[Opening Given records section]

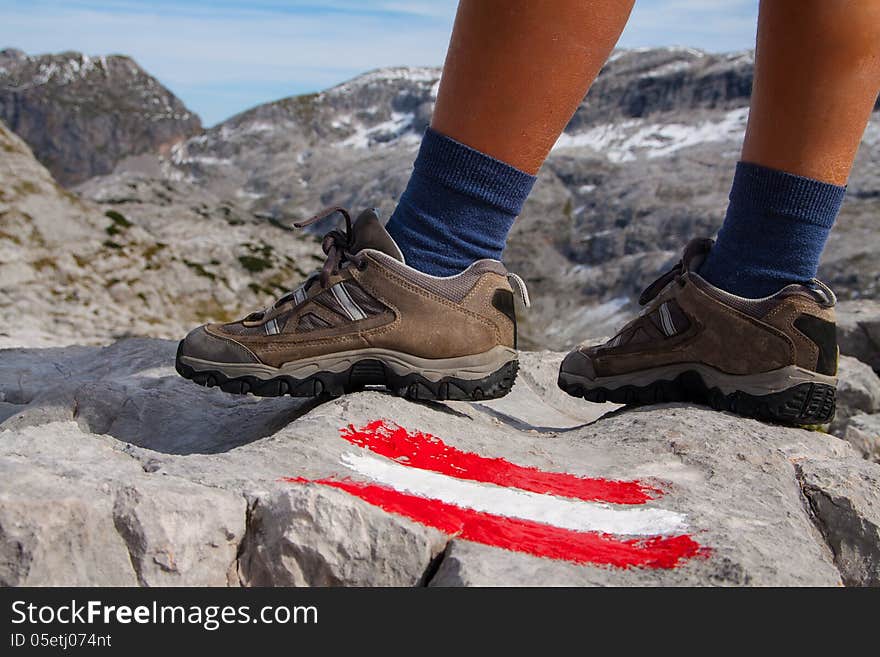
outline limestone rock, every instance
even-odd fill
[[[841,437],[866,459],[880,463],[880,413],[854,415]]]
[[[850,356],[840,357],[837,376],[837,411],[830,430],[841,436],[852,416],[880,411],[880,377]]]
[[[270,303],[318,264],[313,237],[182,181],[60,188],[0,122],[0,347],[182,337]]]
[[[173,352],[173,342],[142,339],[0,352],[4,583],[837,585],[876,576],[880,466],[827,434],[684,404],[588,404],[555,387],[562,354],[552,352],[523,354],[509,397],[472,404],[378,392],[236,397],[178,377]],[[680,514],[701,552],[672,568],[549,559],[314,483],[360,476],[346,464],[365,450],[340,431],[377,419],[549,472],[646,482],[663,495],[645,508]]]
[[[73,422],[0,427],[0,581],[237,585],[245,500],[158,475]]]
[[[311,484],[258,497],[239,560],[248,586],[416,586],[447,538]]]
[[[840,353],[854,356],[880,372],[880,301],[842,301],[837,307]]]
[[[109,491],[71,481],[63,467],[35,467],[6,448],[0,457],[0,586],[136,585],[113,526]]]
[[[144,586],[238,585],[240,495],[173,480],[123,486],[113,523]]]
[[[880,586],[880,465],[808,459],[804,493],[848,586]]]
[[[0,120],[64,185],[108,174],[201,131],[199,117],[129,57],[0,51]]]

[Closing Given records section]

** What you will do **
Since pictures are not part of the copy, set down only the remaining data exactly.

** Result of the exercise **
outline limestone rock, every instance
even-odd fill
[[[841,437],[866,459],[880,463],[880,413],[854,415]]]
[[[850,356],[840,357],[837,376],[837,411],[830,430],[841,436],[852,416],[880,411],[880,377]]]
[[[270,303],[318,264],[313,237],[182,181],[60,188],[0,122],[0,347],[182,337]]]
[[[173,352],[173,342],[142,339],[0,352],[4,583],[837,585],[876,576],[880,466],[827,434],[684,404],[588,404],[555,387],[562,354],[552,352],[523,354],[509,397],[472,404],[378,392],[236,397],[178,377]],[[680,514],[701,552],[672,568],[549,559],[314,483],[360,476],[346,464],[365,450],[340,431],[377,419],[549,472],[646,482],[663,495],[645,508]]]
[[[73,422],[0,427],[0,581],[237,585],[245,500],[158,475]]]
[[[311,484],[258,497],[239,560],[248,586],[416,586],[447,538]]]
[[[840,353],[854,356],[880,372],[880,301],[842,301],[837,307]]]
[[[109,491],[71,481],[63,467],[35,467],[6,448],[0,457],[0,586],[136,585],[113,526]]]
[[[144,586],[238,585],[240,495],[173,480],[123,486],[113,523]]]
[[[880,586],[880,465],[808,459],[804,493],[848,586]]]
[[[0,120],[64,185],[108,174],[201,131],[199,117],[129,57],[0,51]]]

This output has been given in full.